MATERIAL PROVIDED:
>>

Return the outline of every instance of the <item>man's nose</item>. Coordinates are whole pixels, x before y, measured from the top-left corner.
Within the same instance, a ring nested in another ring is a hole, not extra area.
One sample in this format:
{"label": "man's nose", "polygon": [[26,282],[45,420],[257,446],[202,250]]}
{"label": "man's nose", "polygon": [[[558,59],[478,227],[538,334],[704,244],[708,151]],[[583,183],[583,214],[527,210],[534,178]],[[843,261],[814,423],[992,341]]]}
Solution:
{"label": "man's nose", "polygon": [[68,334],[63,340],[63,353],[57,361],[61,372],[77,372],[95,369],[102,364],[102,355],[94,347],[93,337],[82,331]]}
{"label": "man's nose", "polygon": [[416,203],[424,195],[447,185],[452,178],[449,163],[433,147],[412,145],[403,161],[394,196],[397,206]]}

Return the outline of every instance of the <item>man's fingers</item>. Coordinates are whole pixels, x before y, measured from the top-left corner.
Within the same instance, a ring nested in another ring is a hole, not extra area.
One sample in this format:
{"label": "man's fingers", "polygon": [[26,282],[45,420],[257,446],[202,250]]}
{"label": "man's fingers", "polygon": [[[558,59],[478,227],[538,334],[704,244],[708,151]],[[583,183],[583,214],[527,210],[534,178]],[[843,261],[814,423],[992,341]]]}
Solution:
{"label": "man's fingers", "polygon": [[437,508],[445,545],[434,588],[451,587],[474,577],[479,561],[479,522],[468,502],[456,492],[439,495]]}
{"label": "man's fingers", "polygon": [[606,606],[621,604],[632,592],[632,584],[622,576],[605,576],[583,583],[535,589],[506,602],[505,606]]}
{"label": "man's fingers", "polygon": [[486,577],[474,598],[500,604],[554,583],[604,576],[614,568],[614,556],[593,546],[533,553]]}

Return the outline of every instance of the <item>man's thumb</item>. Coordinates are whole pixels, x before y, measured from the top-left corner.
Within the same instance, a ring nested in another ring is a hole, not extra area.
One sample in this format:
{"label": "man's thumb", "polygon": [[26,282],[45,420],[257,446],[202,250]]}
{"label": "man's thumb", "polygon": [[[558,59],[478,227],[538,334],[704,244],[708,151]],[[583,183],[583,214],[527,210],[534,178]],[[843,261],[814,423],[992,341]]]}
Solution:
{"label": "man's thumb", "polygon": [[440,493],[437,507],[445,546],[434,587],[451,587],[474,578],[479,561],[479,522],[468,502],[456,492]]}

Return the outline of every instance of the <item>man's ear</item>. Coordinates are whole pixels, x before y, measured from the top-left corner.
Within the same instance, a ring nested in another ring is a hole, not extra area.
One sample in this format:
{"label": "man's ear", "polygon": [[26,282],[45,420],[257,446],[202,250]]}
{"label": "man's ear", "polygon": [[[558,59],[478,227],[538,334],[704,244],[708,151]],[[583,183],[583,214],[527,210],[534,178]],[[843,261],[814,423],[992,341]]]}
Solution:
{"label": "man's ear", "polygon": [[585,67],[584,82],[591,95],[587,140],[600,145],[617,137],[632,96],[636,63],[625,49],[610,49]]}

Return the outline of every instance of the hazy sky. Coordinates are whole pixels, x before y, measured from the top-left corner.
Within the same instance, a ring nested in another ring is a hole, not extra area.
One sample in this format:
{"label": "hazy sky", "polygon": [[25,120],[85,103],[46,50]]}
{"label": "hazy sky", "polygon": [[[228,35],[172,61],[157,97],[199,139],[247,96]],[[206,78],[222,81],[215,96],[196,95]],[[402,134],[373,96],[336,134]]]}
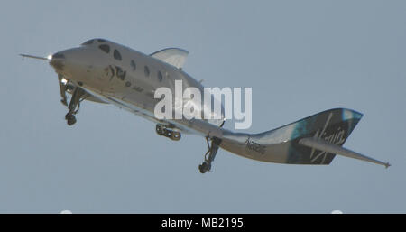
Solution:
{"label": "hazy sky", "polygon": [[[0,28],[0,213],[406,213],[405,1],[3,1]],[[246,132],[360,111],[345,145],[392,166],[220,150],[202,175],[202,137],[172,142],[91,102],[69,127],[53,70],[18,54],[95,37],[145,53],[180,47],[184,70],[206,86],[252,87]]]}

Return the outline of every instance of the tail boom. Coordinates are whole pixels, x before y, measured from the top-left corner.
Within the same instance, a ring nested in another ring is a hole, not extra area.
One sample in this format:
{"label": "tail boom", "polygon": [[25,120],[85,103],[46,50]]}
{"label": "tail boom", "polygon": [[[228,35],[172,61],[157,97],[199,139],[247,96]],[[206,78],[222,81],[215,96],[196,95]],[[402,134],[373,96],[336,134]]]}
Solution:
{"label": "tail boom", "polygon": [[225,130],[220,147],[262,162],[328,165],[339,154],[389,167],[389,163],[342,147],[361,117],[356,111],[336,108],[260,134]]}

<<

BRIEF: Reproduce verbatim the rows from the line containing "Return the outline of every instance of the tail" through the end of the rows, including both that line and the last one.

SOLUTION TO THIS EXERCISE:
Return the outline of every instance of the tail boom. Coordinates are whole pixels, x before y, measured from the top-left corner.
Within the same instance, a ring nested in another ring is a hole, not extra area.
One sample in this format:
{"label": "tail boom", "polygon": [[25,120],[85,103],[46,50]]}
{"label": "tail boom", "polygon": [[[228,35],[172,61],[157,97],[199,139],[247,96]],[[206,78],[222,81],[215,96],[196,95]],[[402,134],[373,96],[336,134]]]}
Solution:
{"label": "tail boom", "polygon": [[225,130],[220,147],[262,162],[328,165],[339,154],[389,167],[389,163],[342,147],[361,117],[356,111],[336,108],[260,134]]}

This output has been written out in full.